**STATED GOAL**. All of the data needs to be repeated exactly.
--- START RECORDS PROVIDED ---
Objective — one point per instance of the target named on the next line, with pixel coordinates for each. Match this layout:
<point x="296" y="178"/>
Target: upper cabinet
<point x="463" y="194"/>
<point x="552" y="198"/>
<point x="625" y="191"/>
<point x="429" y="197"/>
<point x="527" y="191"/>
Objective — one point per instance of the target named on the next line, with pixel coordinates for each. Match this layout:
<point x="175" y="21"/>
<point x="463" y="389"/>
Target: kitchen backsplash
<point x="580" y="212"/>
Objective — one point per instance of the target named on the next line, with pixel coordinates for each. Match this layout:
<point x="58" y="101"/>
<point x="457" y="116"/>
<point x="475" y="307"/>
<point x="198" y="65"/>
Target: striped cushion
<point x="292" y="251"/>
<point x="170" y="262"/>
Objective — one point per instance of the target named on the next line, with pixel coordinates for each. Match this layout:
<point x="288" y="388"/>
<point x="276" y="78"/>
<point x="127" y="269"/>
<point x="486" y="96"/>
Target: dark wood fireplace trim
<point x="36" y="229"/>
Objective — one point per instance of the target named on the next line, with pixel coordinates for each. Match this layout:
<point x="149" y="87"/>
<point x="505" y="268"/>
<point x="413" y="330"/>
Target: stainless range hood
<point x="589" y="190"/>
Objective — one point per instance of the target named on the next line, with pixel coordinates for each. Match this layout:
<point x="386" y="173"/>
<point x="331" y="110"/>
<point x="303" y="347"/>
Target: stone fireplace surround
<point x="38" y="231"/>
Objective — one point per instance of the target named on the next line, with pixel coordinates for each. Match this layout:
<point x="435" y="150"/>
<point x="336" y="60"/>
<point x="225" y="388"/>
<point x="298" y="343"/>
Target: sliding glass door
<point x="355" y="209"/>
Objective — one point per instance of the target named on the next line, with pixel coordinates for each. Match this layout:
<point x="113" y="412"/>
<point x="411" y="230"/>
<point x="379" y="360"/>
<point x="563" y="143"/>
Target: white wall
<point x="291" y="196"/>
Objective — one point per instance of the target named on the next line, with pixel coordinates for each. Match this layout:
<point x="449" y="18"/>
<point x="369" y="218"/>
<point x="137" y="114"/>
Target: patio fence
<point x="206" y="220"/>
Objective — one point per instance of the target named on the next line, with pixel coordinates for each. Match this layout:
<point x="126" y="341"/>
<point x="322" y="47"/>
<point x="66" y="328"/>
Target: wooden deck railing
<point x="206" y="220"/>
--- END RECORDS PROVIDED ---
**RESULT OF THE EXERCISE**.
Objective — one point per instance of the target named on the next line, with pixel coordinates for each. Match this layout:
<point x="296" y="178"/>
Target: upper cabinet
<point x="463" y="194"/>
<point x="552" y="198"/>
<point x="625" y="191"/>
<point x="429" y="197"/>
<point x="527" y="191"/>
Objective — one point per instance of the target named on the next line, with pixel coordinates for each. Match this layout:
<point x="175" y="21"/>
<point x="463" y="389"/>
Target: kitchen backsplash
<point x="580" y="212"/>
Objective — one point per instance of the target named on the next line, with pixel coordinates for each. Match this layout:
<point x="58" y="101"/>
<point x="457" y="116"/>
<point x="475" y="307"/>
<point x="198" y="65"/>
Target: striped cushion
<point x="292" y="251"/>
<point x="170" y="262"/>
Objective — one point per instance of the target named on the next line, with pixel coordinates for each. Match this layout:
<point x="288" y="388"/>
<point x="276" y="78"/>
<point x="127" y="269"/>
<point x="486" y="96"/>
Target: dark wood fireplace trim
<point x="36" y="229"/>
Objective — one point per instance of the target named on the next line, with pixel coordinates for each. Match this layout:
<point x="149" y="87"/>
<point x="505" y="268"/>
<point x="413" y="330"/>
Target: stainless range hood
<point x="589" y="190"/>
Objective — one point per instance of the target named on the next line, with pixel coordinates for each. Match this layout:
<point x="386" y="173"/>
<point x="331" y="110"/>
<point x="303" y="347"/>
Target: stone fireplace surround
<point x="38" y="231"/>
Objective — one point per instance of the target named on the next line, with pixel coordinates for each. Match this layout:
<point x="435" y="150"/>
<point x="336" y="60"/>
<point x="225" y="388"/>
<point x="298" y="343"/>
Target: sliding glass door
<point x="355" y="209"/>
Objective — one point per instance of the target named on the next line, with pixel coordinates for each. Match this layout:
<point x="113" y="412"/>
<point x="411" y="230"/>
<point x="379" y="360"/>
<point x="563" y="143"/>
Target: white wall
<point x="291" y="196"/>
Objective — one point per instance of the target named on the next line, with pixel coordinates for each. Match this layout:
<point x="449" y="18"/>
<point x="369" y="218"/>
<point x="137" y="114"/>
Target: patio fence
<point x="206" y="220"/>
Objective — one point per instance of the target named on the next line, with pixel coordinates for each. Match this layout:
<point x="126" y="341"/>
<point x="322" y="47"/>
<point x="66" y="328"/>
Target: wooden deck railing
<point x="206" y="220"/>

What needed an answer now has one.